:: DATA FOR THE TASK ::
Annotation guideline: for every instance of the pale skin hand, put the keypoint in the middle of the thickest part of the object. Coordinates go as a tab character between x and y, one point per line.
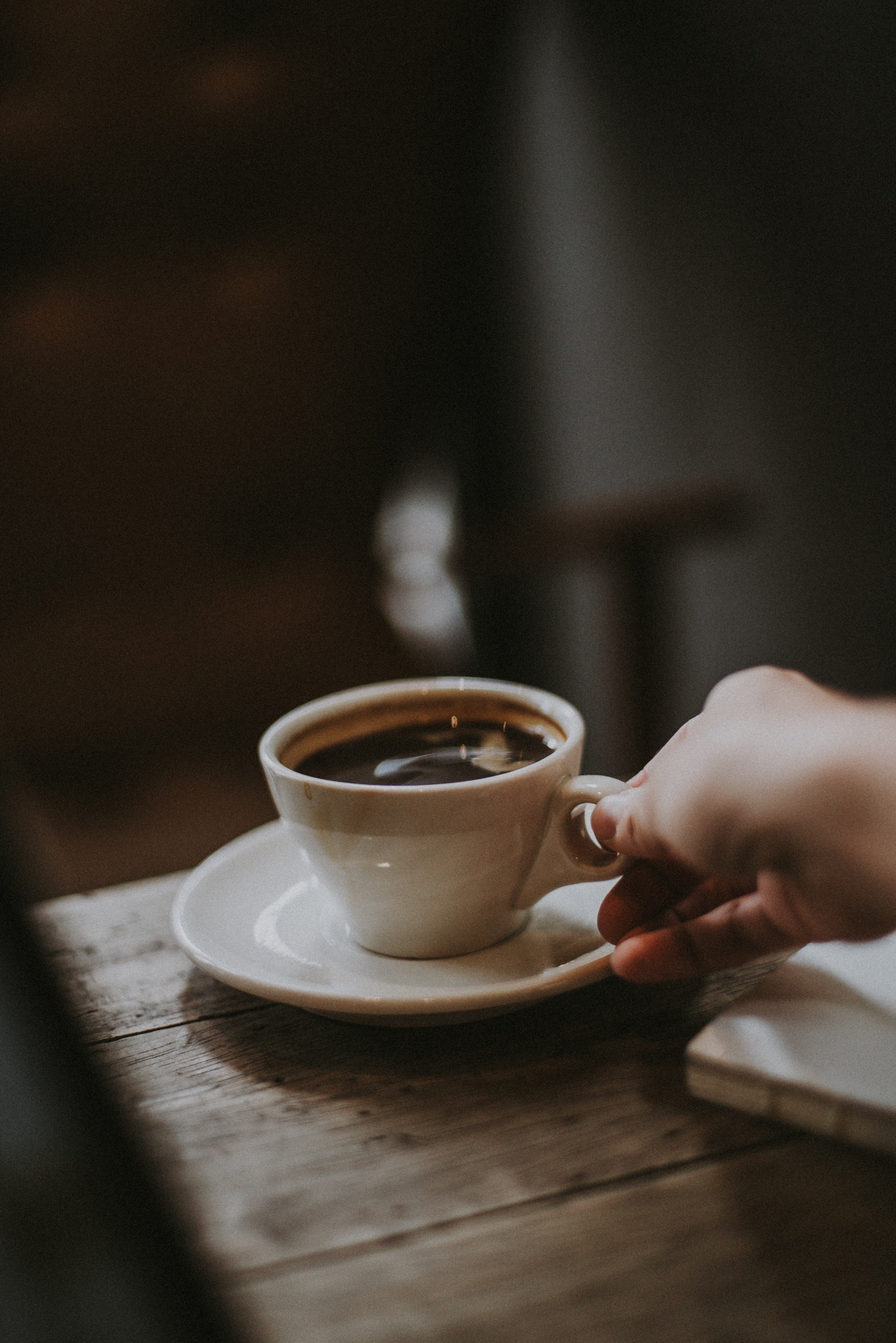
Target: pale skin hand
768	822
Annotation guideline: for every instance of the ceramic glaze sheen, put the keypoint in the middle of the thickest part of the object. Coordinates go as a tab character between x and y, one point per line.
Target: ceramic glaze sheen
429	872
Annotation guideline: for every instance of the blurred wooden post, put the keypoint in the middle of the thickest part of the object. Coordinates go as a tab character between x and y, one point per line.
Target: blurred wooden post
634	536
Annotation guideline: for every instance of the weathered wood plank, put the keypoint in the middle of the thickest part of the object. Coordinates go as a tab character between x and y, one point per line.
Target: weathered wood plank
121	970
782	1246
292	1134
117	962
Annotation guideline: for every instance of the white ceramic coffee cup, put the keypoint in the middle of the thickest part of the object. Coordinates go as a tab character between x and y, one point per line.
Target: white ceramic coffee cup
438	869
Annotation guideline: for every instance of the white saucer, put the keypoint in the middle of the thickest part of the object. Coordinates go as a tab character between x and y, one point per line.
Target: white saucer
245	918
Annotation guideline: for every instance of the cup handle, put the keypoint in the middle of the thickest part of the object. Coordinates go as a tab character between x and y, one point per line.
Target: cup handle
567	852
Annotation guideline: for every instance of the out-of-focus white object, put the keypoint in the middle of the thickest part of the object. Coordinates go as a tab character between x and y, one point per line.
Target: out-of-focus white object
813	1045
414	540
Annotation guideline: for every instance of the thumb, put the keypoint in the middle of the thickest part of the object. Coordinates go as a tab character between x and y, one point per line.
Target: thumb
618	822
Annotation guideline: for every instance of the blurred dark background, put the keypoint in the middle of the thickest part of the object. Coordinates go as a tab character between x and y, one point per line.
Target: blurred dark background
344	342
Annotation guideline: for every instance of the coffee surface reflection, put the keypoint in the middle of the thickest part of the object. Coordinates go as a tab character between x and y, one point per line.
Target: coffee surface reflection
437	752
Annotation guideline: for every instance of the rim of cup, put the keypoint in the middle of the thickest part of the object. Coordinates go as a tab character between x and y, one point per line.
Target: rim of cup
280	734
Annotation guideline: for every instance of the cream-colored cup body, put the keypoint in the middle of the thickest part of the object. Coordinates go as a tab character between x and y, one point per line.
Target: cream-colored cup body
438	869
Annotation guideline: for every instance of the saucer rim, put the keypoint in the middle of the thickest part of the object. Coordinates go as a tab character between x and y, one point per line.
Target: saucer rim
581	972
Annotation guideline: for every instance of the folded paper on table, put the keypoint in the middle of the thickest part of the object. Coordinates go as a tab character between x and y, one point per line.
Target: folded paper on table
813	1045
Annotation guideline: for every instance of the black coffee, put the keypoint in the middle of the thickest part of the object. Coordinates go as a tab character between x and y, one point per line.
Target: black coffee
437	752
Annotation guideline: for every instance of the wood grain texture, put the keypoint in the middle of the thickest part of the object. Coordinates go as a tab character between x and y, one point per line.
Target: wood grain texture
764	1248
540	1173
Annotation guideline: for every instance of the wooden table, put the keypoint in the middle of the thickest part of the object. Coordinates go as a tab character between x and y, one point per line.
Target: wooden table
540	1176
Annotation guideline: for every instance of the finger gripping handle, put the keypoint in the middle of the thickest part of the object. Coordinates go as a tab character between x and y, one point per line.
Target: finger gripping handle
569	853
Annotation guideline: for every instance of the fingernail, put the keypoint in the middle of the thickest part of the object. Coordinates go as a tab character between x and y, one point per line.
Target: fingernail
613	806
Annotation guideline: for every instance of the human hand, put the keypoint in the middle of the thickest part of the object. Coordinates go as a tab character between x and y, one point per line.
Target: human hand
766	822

:: EXERCISE OBJECTIVE ::
Leave out all pictures, then copy the remaining material exactly.

:: PROBLEM SOLUTION ::
Annotation guideline: for every instance of the pale skin hand, put the keypoint in the middle of the thickest part of the object. Coordinates go as a tab character between x and y, one point per line.
Target: pale skin hand
768	822
Annotation guideline: for every instance of the ceramic glaze sheen, put the keypoint in the middle of the thickest part of the object. Coordinates go as a tab character between x and y, one point per line.
Target: ceramic glaze sheen
429	872
Annotation guideline: for every instance of the blurred wooden post, put the keypoint in the middle of the thickest part of the object. Coordinates go as a tab character between x and y, one point per line.
Target: blurred wooden post
634	536
Annotation guideline: for every instance of the weathered wood plank, put the keypoint in the middle of the thickest part of the object. Coordinates go as a tab character between x and y, one point per line.
Target: weathered wood plank
121	970
782	1246
292	1134
117	962
Annotation guideline: for every instance of the white ceramic coffee cup, put the keypoint in the middle of the thickest part of the object. Coordinates go as a tab character between x and y, one point per line.
Target: white ceramic coffee cup
438	869
Annotation guideline: for every instance of the white saucer, put the keypoint in the middle of the thickest part of the object. Coordinates go as a tab character between x and y, one point per line.
Target: white saucer
245	918
Annotation guideline: for every instance of the cup handle, put the keypoint in the middle of the thickest part of the object. Coordinates go as a tab character between x and y, one point per line.
Target: cup handle
567	852
Annotation guideline: for every instance of the out-of-focus white object, put the keypoint in the middle of the thickest part of the object. Coordinates go as a tab character between x and y, one point per line.
Target: out-of-focus white object
813	1045
414	540
Annotation guideline: for every instance of the thumb, put the keypoint in the middle of the thickest part of the object. Coordinates go as a tab character between x and y, one point per line.
Target: thumb
618	822
Annotation guideline: for every instance of the blurred dark background, put the keypoint in the middle of the thickest part of the object. Coordinates go as a tab character between x and y, one point per line.
Target: blurred dark background
344	342
Annotation guideline: for every instance of the coffee surface reflection, put the keypoint in the middle of the thickest part of the object. Coordinates go as a tab character between x and y, one point per line.
Target: coffee surface reflection
437	752
Annotation guideline: for every instance of the rim of cup, put the keypoint in the middle of the thickest part of the object. Coordinates go as a tab character between x and y, one point per line.
Target: rim of cup
280	734
Annotation guideline: for every instance of the cream-colored cup body, put the keypoint in the middle of the thickest part of the object. Coordinates go as a tab character between x and y, one point per line.
Target: cream-colored cup body
438	869
Annotation guideline: for every instance of the saucer rim, put the keypoint in the middle of the thickest part of the object. Coordinates go as a tab character between x and y, one point per line.
Target: saucer rim
581	972
Annotation guideline: for every instance of the folded paper on table, put the keypoint in the middle of the thickest part of the object. Coordinates go as a tab character between x and y, one point per line.
Target: folded paper on table
813	1045
Annotation guideline: for every instance of the black coffee, put the keypoint in the middle of the thickest part of the object. Coordinates go as a tab character between x and y, one point per line.
Target: black coffee
437	752
Annotation guideline: for every instance of the wood grain texture, put the keypoint in the middle of the thickest part of the object. Coordinates go as a tab character between x and y, one point per line.
Target: wood grain texture
764	1248
540	1173
Annotation guideline: for every instance of the wooden table, put the keypoint in the middle of the thickest part of the object. Coordinates go as a tab character between x and y, one point per line.
Target: wooden table
540	1176
Annotation guideline: for every instance of the finger gripping handle, put the keypoint in the middle of the thickest part of the object. Coordinates go as a tab character between x and y, one point per line.
Target: finger gripping handle
569	853
Annotation guideline: for every instance of the fingernail, put the keypoint in the middle of the thickest part of the object. Coordinates go as a tab character between x and y, one point per line.
Target: fingernail
613	806
Annotation guideline: for every instance of the human hand, put the keypoint in the middle of the thickest part of the object. Coordinates go as a tab character between x and y, one point per line.
Target: human hand
766	822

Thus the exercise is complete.